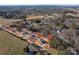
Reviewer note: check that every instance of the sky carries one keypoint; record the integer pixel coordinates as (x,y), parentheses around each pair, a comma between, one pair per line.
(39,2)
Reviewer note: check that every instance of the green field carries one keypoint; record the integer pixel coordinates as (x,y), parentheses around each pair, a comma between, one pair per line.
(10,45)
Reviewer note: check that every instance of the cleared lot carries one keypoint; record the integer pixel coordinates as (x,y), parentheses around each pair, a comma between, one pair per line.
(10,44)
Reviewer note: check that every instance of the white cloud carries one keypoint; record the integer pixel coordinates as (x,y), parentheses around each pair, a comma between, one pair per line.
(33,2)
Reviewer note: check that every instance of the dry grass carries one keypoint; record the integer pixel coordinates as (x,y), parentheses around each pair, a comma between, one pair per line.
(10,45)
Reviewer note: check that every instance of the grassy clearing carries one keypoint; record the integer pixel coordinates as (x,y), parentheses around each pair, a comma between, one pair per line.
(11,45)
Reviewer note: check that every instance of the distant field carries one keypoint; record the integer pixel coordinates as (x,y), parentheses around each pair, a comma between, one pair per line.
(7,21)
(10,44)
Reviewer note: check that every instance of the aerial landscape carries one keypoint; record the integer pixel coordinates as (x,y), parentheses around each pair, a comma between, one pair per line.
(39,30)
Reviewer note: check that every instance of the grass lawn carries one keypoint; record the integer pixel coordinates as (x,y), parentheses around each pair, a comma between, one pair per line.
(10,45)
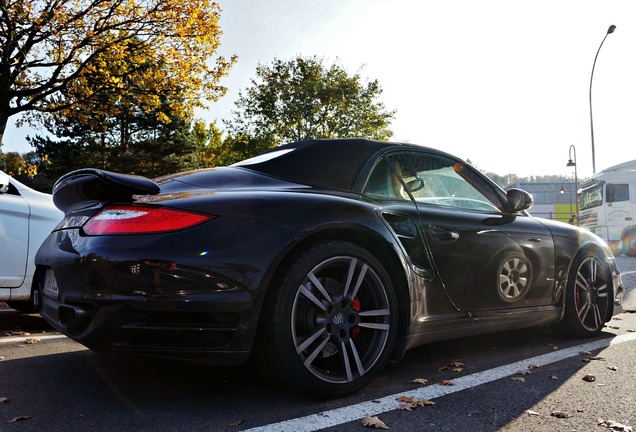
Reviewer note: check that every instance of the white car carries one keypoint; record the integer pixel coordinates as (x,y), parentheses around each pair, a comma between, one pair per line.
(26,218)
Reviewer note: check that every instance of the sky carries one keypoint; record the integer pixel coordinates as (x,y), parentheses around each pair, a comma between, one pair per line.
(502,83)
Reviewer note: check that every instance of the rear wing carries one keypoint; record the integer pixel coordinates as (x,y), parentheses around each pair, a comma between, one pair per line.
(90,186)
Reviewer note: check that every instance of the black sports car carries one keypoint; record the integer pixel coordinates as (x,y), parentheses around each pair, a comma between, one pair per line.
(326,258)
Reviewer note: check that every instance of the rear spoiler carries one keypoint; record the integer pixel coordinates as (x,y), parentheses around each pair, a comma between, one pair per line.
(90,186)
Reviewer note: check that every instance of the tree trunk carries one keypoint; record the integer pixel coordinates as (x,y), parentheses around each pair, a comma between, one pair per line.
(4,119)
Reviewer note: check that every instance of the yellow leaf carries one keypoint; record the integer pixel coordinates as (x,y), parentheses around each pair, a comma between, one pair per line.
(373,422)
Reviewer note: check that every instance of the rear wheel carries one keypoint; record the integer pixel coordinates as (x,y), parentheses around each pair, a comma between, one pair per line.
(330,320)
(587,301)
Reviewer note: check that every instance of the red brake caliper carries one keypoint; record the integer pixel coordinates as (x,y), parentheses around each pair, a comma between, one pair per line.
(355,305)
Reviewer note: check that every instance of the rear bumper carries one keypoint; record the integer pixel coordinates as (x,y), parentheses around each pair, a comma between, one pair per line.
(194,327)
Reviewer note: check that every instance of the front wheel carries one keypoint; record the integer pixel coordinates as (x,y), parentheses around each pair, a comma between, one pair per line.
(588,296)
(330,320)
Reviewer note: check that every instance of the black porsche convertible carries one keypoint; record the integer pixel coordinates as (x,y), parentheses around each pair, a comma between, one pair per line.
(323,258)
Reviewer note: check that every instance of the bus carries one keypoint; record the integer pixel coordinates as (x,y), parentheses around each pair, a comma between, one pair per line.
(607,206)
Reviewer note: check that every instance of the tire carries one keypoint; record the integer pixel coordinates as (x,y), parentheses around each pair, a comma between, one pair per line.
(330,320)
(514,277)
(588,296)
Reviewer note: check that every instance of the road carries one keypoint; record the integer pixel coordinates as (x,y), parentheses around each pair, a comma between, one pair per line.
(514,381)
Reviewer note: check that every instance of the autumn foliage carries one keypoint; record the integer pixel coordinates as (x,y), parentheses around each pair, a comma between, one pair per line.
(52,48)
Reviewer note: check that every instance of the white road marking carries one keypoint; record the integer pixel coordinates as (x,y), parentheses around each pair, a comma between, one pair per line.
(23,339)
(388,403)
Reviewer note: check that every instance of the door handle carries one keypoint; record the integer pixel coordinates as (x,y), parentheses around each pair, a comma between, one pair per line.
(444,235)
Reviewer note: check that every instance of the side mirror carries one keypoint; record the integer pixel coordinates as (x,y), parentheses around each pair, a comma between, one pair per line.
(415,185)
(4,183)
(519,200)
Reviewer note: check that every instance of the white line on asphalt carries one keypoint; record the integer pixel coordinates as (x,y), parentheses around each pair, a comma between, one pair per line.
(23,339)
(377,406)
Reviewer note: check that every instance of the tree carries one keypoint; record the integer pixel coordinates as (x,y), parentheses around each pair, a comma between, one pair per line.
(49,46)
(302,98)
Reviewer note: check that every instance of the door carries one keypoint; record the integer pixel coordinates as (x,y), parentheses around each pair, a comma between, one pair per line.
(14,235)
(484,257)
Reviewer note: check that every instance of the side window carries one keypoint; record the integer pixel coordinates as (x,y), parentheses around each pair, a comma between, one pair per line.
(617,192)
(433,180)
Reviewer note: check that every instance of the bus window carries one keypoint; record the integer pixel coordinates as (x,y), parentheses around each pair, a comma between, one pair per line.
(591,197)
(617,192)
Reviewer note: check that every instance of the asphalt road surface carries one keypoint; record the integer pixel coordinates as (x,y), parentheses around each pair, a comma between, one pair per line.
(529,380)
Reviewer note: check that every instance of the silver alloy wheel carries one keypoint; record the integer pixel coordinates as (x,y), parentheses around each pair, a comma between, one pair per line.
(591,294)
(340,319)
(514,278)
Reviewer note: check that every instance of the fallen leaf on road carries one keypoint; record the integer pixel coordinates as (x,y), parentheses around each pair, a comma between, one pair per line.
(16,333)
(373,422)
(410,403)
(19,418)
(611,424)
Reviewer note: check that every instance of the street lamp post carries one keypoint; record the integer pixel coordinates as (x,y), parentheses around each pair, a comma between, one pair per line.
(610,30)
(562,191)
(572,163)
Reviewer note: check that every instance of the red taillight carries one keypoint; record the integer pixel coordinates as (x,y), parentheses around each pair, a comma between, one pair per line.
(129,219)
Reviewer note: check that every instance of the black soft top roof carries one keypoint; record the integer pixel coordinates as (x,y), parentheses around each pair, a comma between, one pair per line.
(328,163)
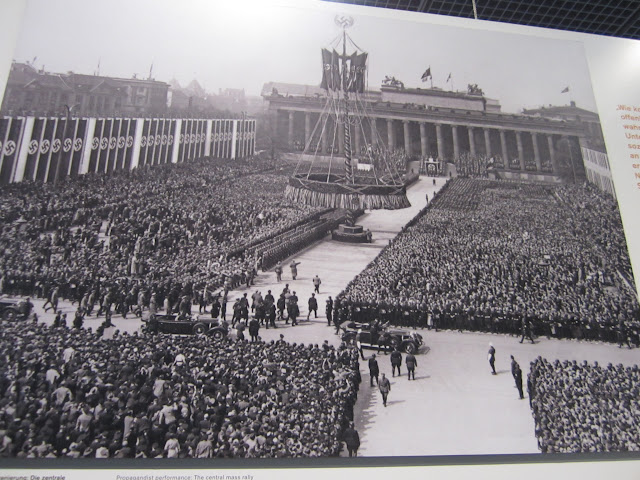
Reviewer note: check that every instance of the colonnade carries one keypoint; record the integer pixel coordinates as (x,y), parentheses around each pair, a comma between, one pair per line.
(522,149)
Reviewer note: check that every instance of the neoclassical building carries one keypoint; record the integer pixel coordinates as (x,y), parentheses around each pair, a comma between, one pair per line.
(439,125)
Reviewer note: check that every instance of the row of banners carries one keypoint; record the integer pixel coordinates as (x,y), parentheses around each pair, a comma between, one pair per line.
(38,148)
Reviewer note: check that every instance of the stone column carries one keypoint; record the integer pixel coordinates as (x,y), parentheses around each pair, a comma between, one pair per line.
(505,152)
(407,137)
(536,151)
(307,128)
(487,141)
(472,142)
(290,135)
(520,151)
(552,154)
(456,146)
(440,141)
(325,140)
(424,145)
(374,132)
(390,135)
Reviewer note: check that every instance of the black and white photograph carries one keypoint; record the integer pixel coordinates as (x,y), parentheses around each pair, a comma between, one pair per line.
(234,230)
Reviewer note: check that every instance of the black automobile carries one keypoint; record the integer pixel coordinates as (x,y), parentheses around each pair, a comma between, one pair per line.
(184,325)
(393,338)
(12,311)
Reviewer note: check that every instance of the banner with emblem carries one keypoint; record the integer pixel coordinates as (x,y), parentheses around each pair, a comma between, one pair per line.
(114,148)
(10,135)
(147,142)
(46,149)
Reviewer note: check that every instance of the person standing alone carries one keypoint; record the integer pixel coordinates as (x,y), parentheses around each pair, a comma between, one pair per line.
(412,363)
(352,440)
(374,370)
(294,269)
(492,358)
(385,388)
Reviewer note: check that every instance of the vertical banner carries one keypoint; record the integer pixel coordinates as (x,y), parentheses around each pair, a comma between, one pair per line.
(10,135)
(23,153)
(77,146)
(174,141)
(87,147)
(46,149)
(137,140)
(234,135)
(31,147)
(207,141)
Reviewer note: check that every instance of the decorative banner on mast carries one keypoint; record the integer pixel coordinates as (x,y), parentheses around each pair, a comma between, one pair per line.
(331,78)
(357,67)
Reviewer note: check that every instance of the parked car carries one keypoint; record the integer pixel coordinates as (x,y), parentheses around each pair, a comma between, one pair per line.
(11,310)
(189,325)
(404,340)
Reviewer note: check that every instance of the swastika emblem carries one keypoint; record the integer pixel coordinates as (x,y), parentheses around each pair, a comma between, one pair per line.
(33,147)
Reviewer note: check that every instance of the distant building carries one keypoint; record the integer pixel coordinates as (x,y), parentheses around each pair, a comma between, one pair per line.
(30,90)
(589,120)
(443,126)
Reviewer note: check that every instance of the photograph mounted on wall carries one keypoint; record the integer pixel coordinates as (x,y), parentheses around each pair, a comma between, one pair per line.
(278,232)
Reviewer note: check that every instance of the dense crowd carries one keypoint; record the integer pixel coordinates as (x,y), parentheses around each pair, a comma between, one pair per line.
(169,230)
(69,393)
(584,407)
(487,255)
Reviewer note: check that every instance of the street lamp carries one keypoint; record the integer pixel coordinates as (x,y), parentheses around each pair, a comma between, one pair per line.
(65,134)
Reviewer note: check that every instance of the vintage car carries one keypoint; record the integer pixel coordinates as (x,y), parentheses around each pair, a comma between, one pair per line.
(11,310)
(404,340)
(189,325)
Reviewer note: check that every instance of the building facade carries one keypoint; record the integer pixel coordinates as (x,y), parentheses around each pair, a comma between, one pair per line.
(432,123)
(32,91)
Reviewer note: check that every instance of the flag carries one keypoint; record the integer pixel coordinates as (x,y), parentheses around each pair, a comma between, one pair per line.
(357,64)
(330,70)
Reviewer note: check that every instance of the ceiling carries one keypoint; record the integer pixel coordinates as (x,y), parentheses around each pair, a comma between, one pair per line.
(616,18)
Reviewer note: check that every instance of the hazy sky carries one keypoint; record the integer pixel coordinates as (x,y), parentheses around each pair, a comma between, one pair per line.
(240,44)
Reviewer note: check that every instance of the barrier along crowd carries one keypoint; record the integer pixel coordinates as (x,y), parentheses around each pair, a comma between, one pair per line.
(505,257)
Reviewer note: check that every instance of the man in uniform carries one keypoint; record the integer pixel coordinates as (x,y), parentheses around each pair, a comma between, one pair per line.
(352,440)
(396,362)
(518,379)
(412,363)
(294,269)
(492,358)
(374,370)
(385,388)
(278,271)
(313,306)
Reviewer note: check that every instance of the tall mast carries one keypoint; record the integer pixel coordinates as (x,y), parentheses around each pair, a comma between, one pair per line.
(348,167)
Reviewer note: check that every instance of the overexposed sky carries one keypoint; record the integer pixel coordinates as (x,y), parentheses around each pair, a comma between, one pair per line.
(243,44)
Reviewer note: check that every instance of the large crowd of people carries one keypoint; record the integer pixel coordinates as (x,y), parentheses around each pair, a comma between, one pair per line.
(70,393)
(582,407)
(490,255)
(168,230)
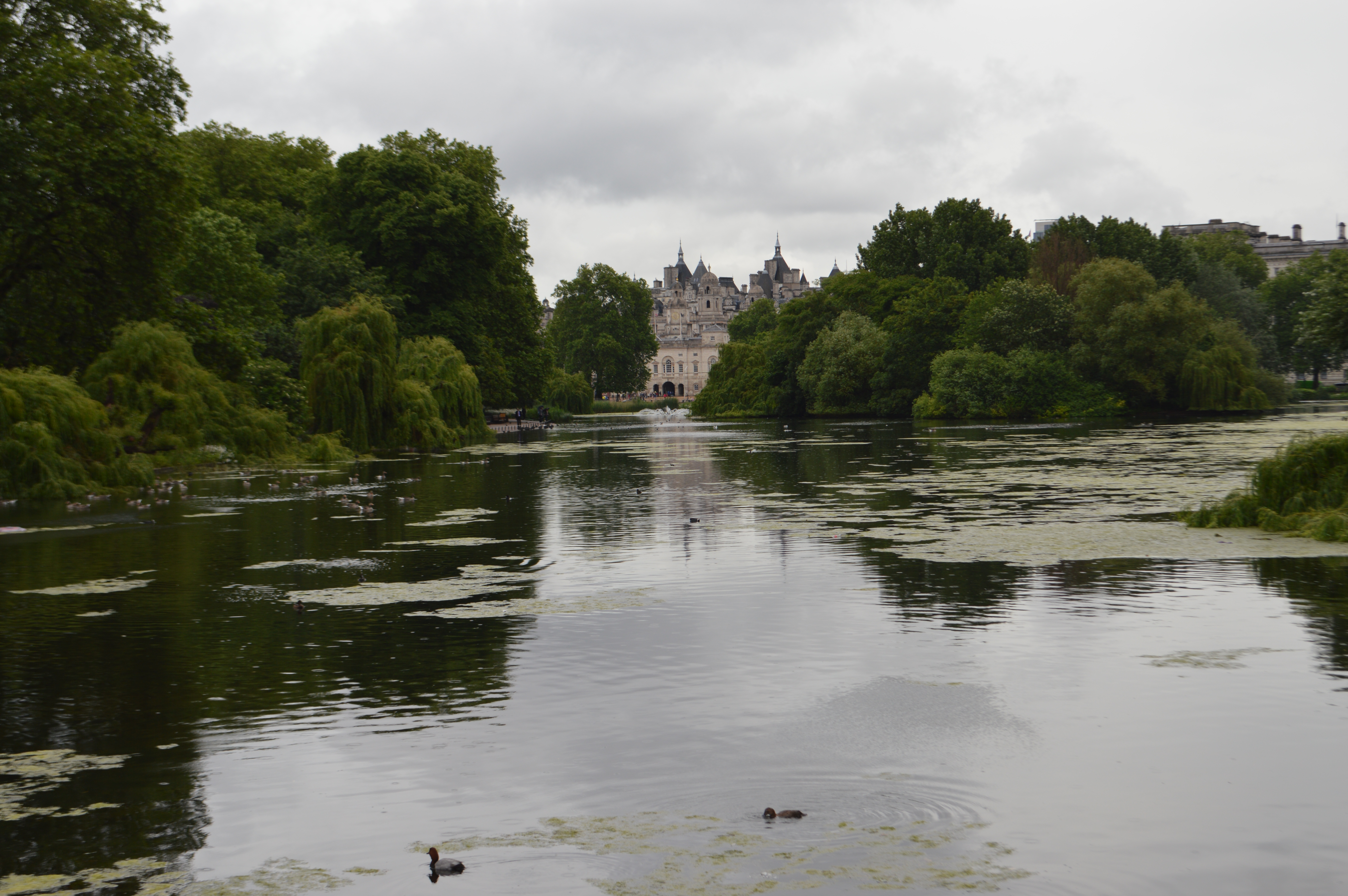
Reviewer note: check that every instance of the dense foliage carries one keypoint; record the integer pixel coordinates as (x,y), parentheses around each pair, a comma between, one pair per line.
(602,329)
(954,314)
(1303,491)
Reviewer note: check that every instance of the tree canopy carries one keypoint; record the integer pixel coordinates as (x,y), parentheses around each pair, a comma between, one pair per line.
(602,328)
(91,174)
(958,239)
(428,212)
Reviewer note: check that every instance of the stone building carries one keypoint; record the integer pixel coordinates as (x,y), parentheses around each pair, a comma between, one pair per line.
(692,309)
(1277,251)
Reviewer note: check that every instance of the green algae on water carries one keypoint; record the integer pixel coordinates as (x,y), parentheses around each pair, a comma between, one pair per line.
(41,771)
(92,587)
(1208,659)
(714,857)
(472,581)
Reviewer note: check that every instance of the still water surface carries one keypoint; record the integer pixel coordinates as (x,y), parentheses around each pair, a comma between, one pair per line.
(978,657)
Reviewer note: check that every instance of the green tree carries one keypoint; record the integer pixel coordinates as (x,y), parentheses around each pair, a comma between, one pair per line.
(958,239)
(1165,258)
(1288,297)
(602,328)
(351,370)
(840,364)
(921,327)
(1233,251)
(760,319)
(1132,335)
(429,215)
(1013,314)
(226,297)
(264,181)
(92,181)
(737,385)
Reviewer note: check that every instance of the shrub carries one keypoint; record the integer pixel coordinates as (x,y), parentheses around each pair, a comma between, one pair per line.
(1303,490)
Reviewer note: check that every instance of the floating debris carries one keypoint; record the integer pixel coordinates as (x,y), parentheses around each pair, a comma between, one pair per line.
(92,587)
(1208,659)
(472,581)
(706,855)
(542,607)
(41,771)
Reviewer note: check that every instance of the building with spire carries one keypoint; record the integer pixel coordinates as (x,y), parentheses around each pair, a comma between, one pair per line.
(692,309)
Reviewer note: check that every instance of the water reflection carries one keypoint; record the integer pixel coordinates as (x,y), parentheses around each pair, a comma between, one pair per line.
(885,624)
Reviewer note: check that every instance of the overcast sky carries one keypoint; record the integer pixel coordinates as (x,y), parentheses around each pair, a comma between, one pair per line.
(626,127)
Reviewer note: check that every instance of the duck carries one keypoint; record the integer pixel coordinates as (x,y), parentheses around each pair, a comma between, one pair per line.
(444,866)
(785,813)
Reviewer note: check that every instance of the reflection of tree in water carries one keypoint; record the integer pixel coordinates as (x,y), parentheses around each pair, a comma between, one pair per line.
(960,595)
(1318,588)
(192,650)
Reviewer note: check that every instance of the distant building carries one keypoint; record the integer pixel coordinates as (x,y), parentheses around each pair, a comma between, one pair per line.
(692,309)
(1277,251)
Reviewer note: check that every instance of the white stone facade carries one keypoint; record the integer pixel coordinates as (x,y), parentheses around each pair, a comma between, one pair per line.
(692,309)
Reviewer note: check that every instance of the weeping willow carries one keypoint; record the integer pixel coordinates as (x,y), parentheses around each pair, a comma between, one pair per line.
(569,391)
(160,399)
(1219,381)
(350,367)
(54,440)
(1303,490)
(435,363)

§ **WHAT YOU WILL DO**
The span to give again runs from the line with "Reviewer note: check that every instance of the water" through the last line of the records above; reproduce it exactly and nothing more.

§ **TASK RESPONSE**
Reviewer note: check that every instance of the water reflection carries one keypoint; record the integer pixel coordinates as (x,y), parentheses around each pair, a comma between, one pair per line.
(885,624)
Reviewer note: check that every instance of the overcast sky carries one keypoint; record the integer pixel coordinates as (x,y), parentheses around each pair, a comma between, one pair per line.
(626,127)
Reviewer note: check that every instance of the duck carries one keypoint; record the integer pixel coordinates as (x,y), parentheses around each pair, a comma between, one pair per line.
(444,866)
(785,813)
Reviewer note: check that every instance of the reflection of tree in water carries one keypoint; record the integer pixel coordinates as (x,y), parentheses around each pair, a comma between, one pair per line.
(960,595)
(1318,588)
(192,650)
Reviewer note: check that every instance of the distant building carries one keypoint; record the integer pixel coordinates as (x,y), parentheses around each pair, a comma between, one pair per line.
(692,309)
(1277,251)
Reviewer note: check that every instance of the white stone facade carries one keypoint; record the integer pixel coordinates as (x,y), parentheses around each pair, a comma between, one pair per line.
(692,309)
Reviewer note: check that every instance of the weeping willow carries one keypoint; record the integer pixel coordinates as (x,y), parentheses around each pair, a comma between, one pair per line.
(569,391)
(160,399)
(1219,381)
(350,367)
(54,440)
(1303,490)
(435,363)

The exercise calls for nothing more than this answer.